Document text:
>>>

Your basic guide to essential restaurant and ghost kitchen equipment

Interested in opening a restaurant or running a ghost kitchen? Not sure where to begin? We've got you. Let's explore the essential commercial kitchen equipment you should have in your restaurant.

THE 4 CATEGORIES OF KITCHEN EQUIPMENT

From large commercial kitchens to compact delivery-only ghost kitchens, there are four main categories of must-have equipment. 

1. Food Preparation

Your chefs can only turn ingredients into meals with the right food prep space and equipment. This includes not just preparation utensils and their convenient storage, but the counters and tables on which foods are prepped. Food safety is critical when considering food preparation equipment. Stainless steel is expensive, but you will need a highly durable smooth surface that is easy to clean or sanitize. The surfaces, such as cutting boards, that raw and cooked foods touch should be clearly delineated. For operator safety, some very simple equipment like floor mats to prevent slipping on spilled liquids, and even employing a clean rubber mat or towel to prevent cutting boards and equipment from sliding on slippery counter surfaces. More productive countertop equipment, such as mixers and slicers may need dedicated space. Having a well thought out and organized food preparation area will help to speed production, reduce food waste and lower labor dollars through faster prep.

<<<

Tasks to complete:
(A) In the kitchen equipment guide, which surfaces should be clearly delineated?
(B) Repeat the kitchen equipment guide word for word between "THE 4 CATEGORIES" and "of must-have equipment.", inclusive.

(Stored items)
>>>

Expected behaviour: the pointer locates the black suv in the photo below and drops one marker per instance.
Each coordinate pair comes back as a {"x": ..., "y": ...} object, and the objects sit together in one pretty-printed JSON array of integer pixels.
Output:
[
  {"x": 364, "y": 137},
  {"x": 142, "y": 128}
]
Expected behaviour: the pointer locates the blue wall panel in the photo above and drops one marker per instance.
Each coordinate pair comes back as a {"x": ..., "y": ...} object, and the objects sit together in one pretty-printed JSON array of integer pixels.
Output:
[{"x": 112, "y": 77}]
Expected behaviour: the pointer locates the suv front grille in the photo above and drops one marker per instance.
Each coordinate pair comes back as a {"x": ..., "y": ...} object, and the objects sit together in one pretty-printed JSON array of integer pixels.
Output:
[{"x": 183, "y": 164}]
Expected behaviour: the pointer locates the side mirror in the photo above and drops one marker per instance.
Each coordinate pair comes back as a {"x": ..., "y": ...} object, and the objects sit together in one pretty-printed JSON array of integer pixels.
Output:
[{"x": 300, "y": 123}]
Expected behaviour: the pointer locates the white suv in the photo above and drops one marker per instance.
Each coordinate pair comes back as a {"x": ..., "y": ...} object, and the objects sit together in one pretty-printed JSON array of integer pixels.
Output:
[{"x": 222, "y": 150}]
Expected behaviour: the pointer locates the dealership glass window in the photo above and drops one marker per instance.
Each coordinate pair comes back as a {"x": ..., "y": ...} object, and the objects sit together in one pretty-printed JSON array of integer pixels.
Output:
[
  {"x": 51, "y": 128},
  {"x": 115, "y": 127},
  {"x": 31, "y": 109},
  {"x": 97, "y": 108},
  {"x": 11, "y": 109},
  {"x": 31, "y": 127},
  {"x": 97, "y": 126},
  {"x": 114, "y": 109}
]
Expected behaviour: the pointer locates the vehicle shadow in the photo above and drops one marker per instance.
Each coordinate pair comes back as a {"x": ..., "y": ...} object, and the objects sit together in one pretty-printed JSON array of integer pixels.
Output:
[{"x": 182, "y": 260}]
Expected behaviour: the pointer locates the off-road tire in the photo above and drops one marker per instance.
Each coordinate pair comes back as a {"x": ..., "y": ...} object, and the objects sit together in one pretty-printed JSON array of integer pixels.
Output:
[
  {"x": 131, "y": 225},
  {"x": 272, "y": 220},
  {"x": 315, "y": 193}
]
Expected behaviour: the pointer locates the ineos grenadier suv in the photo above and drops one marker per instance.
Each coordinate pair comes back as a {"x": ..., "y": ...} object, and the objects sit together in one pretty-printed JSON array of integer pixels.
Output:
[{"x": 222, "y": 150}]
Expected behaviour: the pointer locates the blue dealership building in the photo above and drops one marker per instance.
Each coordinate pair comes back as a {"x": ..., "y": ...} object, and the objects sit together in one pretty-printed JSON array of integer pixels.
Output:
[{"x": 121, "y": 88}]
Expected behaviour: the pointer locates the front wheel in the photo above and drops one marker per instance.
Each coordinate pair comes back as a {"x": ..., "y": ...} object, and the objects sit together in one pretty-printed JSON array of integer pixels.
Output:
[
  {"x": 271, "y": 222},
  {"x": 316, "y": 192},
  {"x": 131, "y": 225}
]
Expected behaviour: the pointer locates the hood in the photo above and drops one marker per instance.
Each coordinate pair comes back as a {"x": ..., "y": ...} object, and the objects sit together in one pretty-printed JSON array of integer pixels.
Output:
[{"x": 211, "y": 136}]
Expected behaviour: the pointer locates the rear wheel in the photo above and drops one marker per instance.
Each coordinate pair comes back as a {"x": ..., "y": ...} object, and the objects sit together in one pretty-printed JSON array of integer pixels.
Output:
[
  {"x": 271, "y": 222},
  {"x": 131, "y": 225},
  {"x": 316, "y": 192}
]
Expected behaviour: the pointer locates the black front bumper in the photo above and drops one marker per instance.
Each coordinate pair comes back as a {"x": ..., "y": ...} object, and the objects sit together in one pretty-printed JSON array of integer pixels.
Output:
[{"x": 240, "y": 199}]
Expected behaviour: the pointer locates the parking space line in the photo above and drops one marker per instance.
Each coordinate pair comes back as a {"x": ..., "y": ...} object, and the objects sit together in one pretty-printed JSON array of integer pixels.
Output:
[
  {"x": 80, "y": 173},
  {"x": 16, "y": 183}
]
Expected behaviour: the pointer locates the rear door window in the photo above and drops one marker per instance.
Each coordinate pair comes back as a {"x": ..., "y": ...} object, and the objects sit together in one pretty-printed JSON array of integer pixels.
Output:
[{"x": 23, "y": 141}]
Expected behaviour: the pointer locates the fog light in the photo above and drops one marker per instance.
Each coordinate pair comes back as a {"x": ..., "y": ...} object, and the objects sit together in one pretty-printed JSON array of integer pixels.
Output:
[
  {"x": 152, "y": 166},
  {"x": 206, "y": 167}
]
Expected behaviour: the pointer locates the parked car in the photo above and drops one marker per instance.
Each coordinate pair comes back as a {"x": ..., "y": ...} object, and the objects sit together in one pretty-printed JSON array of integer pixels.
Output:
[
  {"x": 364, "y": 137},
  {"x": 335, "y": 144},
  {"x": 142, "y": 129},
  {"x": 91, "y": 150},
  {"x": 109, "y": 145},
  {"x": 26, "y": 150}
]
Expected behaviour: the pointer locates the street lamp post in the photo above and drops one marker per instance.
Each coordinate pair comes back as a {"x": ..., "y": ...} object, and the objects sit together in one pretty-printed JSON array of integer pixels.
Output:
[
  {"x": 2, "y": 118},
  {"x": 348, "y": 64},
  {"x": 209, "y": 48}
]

<<<

Solution set:
(A) The surfaces, such as cutting boards, that raw and cooked foods touch.

(B)
THE 4 CATEGORIES OF KITCHEN EQUIPMENT

From large commercial kitchens to compact delivery-only ghost kitchens, there are four main categories of must-have equipment.